[Records of labeled points]

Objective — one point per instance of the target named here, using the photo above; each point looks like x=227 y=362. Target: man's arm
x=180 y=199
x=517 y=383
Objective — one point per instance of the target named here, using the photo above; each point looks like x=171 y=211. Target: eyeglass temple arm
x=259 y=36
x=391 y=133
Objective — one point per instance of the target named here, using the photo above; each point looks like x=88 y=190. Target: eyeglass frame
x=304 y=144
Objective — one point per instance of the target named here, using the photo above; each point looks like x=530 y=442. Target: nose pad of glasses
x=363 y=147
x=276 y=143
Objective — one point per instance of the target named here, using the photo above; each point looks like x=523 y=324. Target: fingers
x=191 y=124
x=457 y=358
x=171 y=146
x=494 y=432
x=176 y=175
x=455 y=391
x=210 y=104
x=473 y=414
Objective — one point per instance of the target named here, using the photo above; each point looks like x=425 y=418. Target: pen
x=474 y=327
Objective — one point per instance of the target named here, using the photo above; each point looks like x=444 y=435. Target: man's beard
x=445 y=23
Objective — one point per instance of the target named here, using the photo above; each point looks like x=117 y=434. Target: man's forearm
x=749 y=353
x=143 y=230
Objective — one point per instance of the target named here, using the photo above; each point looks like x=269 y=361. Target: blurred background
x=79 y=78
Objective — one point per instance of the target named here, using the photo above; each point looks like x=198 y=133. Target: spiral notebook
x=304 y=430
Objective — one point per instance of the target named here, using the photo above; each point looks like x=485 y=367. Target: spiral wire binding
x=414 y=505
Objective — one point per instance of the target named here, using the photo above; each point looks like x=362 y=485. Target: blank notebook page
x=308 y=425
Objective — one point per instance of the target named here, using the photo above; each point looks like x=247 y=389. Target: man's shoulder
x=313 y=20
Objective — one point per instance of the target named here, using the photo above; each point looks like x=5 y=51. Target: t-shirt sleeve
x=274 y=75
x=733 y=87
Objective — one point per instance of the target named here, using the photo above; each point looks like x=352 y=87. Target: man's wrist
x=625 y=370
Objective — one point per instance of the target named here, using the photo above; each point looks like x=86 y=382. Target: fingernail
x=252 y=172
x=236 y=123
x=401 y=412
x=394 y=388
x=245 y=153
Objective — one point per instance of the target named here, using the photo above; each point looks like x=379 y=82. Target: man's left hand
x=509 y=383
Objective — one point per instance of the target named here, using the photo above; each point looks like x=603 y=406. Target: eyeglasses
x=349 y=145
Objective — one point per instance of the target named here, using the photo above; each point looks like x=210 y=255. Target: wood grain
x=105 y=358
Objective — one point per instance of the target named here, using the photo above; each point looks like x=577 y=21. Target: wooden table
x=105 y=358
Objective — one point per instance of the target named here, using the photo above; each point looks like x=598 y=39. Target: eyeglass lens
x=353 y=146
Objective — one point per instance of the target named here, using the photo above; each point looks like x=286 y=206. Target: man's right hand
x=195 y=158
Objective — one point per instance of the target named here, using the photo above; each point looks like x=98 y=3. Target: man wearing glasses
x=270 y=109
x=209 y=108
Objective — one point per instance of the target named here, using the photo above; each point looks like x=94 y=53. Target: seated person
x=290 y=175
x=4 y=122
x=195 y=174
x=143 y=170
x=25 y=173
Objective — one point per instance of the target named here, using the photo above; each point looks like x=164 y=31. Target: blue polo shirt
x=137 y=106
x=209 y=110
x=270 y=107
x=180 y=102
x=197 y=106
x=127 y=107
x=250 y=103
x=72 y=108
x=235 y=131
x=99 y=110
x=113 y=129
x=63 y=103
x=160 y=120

EXERCISE REQUIREMENTS -
Copy out the part of the listing that runs from its first line through the line containing "x=304 y=144", including both ends, and reproduce each line exactly.

WRITTEN SOLUTION -
Objective — one point per instance of the target named here, using the photo above; each point looks like x=227 y=362. Target: man's arm
x=180 y=199
x=517 y=383
Objective — one point per instance of the target named here, using the photo above; each point looks like x=171 y=211. Target: eyeglass temple arm
x=259 y=36
x=391 y=133
Objective — one point per instance of the target named here, using the photo above; each point looks like x=88 y=190. Target: eyeglass frame
x=304 y=144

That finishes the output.